出典抜粋
春はあけぼの
春はあけぼの。やうやう白くなりゆく、山ぎは少しあかりて、紫だちたる雲の細くたなびきたる。夏は夜。月のころはさらなり。やみもなほ、蛍の多く飛びちがひたる。また、ただ一つ二つなど、ほのかにうち 光りて行くもをかし。雨など降るもをかし。 秋は夕暮れ。夕日のさして山の端いと近うなりたるに、烏の寝所へ行くとて、三つ四つ、二つ三つなど飛び急ぐさへあはれなり。まいて雁などの連ねたるが、いと小さく見ゆるは、いとをかし。日入り果てて、風の音、虫の音など、はた言ふべきにあらず。冬はつとめて。雪の降りたるは、言ふべきにもあらず、霜のいと白きも、またさらでも、いと寒きに、火など急ぎおこして、
炭もて渡るも、いとつきづきし。昼になりて、ぬるくゆるびもていけば、火桶の火も白き灰がちになりてわろし。
(第一段)
現代語訳
春はあけぼの。だんだん白んでゆく、山ぎわの空が少し明るくなって、紫がかった雲が細くたなびいているところ。
夏は夜。月の(出ている)頃は言うまでもない。(月のない)闇の夜もやはり、蛍がたくさん飛びかっているところ。また、ほんの一ぴきか二ひきなどが、かすかにちょっと光って飛んでいくのもおもしろい。雨などが降るのも趣がある。
秋は夕暮れ。夕日がさして山の端にたいそう近くなっている時に、烏が寝ぐらへ行くといって、三羽四羽、二羽三羽などと飛び急いでいるのまでもしみじみと感じられる。まして雁などの列をなしているのが、たいそう小さく見えるのは、たいそう趣がある。日がすっかり沈みきって、風の音や、虫の音などが聞こえるのは、また言うまでもない。
冬は早朝。雪が降っているのは、言うまでもなく、霜がたいそう白いのも、またそうでなくても、たいそう寒い時に、火などを急いでおこして、炭を持って(あちこちの部屋へと)通っていくのも、たいそうふさわしい。昼になって、少し暖かく寒さがゆるんでいくと、火桶の火も白い灰がちになって感じがよくない。
品詞分解
春 名
は 係助(提示)
あけぼの。 名
やうやう 副
白く 形(ク・連用)
なりゆく、 動(カ四・連体)

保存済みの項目
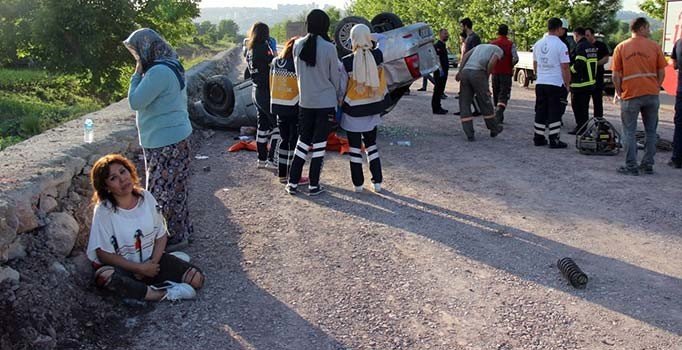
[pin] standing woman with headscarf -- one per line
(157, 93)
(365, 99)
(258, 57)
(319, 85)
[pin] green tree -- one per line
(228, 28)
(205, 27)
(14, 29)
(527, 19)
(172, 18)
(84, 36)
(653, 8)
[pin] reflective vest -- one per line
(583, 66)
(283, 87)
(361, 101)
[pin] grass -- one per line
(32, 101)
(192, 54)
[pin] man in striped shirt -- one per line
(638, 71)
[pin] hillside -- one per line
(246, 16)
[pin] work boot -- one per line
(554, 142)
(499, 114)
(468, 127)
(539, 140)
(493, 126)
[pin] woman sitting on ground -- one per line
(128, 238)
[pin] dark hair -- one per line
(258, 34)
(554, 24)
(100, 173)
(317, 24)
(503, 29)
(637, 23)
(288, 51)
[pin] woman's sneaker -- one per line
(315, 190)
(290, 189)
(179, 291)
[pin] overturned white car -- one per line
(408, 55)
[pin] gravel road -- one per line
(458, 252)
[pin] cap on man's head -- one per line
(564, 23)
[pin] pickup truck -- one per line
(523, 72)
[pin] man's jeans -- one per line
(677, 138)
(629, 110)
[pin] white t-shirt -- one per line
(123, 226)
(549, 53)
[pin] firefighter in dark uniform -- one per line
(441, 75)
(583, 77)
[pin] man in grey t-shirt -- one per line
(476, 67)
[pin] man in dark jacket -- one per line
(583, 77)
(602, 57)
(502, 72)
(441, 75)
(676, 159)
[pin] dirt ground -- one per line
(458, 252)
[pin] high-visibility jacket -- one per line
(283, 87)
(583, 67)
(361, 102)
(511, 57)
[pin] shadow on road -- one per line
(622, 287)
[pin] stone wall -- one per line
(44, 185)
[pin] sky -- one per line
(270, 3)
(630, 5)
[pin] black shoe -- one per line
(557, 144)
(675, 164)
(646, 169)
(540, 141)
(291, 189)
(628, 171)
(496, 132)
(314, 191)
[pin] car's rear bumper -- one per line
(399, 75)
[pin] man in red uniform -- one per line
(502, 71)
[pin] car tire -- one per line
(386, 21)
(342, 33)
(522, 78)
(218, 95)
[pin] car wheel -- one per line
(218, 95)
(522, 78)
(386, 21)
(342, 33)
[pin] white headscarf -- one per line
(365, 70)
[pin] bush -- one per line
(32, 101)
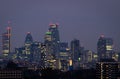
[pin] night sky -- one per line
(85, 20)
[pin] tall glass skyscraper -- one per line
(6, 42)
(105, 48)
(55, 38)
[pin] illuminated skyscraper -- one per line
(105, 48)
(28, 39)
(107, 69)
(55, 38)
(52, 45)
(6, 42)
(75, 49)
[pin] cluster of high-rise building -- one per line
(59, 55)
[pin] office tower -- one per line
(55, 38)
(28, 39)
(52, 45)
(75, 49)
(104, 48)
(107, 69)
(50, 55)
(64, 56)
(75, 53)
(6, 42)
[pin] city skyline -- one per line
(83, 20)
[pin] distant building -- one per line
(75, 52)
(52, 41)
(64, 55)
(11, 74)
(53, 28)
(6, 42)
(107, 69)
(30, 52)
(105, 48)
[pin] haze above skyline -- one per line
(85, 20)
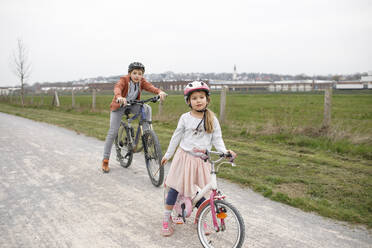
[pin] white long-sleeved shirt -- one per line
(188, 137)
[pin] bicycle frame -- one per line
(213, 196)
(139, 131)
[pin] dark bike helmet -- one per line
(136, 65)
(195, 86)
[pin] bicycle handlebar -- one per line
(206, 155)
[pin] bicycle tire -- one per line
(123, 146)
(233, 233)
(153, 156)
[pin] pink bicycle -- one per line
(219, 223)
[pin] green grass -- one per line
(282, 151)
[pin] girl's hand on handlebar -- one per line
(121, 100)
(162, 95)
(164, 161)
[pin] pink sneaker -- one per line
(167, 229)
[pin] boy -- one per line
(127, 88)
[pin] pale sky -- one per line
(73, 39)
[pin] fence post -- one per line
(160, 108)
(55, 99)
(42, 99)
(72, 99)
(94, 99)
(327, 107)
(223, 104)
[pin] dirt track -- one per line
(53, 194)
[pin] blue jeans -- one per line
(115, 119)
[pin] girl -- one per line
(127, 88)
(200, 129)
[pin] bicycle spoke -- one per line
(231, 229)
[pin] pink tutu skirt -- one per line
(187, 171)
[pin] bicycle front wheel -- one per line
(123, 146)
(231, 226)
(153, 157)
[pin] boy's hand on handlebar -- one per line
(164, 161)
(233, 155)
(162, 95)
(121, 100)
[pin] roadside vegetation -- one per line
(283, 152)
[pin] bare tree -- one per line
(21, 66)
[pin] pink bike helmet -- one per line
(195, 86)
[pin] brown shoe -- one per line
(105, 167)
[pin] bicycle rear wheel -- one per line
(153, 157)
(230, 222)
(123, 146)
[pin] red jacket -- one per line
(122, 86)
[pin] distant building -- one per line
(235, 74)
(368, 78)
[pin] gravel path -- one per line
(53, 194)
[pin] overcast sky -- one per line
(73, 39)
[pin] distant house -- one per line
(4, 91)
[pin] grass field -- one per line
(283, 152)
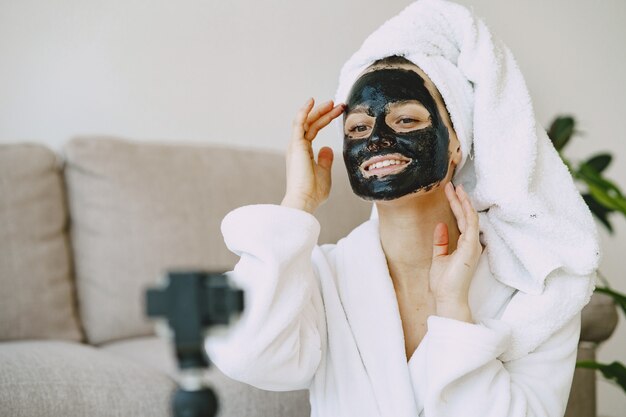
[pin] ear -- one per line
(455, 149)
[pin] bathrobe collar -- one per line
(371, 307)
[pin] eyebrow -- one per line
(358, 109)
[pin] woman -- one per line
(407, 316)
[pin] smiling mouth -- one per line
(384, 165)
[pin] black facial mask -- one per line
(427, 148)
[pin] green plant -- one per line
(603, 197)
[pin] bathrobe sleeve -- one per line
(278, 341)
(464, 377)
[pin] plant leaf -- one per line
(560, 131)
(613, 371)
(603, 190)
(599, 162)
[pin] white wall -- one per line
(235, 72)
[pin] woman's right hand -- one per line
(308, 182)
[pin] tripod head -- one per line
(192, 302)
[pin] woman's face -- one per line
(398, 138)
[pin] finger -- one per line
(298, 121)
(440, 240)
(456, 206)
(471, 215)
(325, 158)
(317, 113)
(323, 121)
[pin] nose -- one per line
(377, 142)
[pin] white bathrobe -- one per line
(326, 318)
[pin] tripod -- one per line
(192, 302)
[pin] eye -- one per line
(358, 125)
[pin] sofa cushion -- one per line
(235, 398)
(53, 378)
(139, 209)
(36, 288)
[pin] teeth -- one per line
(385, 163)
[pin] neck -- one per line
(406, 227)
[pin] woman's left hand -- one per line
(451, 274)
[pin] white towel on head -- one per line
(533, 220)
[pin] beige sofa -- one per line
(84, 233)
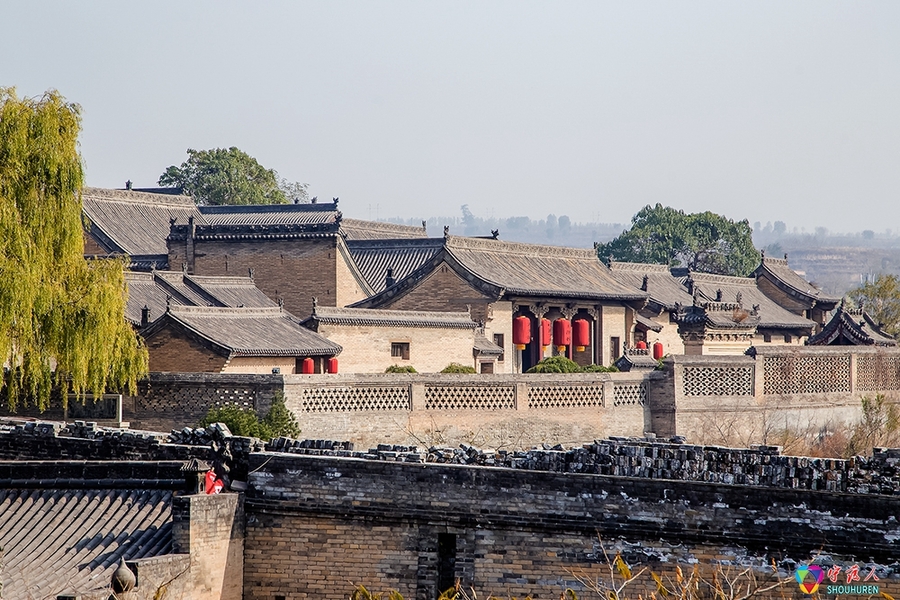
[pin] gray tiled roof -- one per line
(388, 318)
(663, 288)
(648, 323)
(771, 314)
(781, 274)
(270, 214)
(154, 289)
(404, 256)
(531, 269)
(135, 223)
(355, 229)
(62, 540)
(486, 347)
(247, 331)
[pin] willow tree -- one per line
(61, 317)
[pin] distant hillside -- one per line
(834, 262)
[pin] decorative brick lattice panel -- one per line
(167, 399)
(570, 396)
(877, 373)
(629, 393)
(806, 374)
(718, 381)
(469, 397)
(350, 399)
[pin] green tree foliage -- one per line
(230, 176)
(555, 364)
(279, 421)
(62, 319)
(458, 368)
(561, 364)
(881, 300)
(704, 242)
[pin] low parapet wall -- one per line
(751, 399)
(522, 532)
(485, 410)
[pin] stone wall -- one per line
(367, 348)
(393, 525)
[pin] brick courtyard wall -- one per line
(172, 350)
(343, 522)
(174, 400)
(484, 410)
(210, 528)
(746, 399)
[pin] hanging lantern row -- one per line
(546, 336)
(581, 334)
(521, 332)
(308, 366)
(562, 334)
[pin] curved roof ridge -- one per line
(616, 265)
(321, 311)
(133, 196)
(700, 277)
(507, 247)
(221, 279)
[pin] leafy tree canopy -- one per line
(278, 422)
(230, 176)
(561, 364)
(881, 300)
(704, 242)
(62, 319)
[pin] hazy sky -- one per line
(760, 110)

作業指示
上に示した「春はあけぼの」の文章から、「秋は夕暮れ。夕日がさして山の」で始まり「るのは、また言うまでもない。」で終わる範囲を、文字を一切改変せずに抜き出してください。

解答
秋は夕暮れ。夕日がさして山の端にたいそう近くなっている時に、烏が寝ぐらへ行くといって、三羽四羽、二羽三羽などと飛び急いでいるのまでもしみじみと感じられる。まして雁などの列をなしているのが、たいそう小さく見えるのは、たいそう趣がある。日がすっかり沈みきって、風の音や、虫の音などが聞こえるのは、また言うまでもない。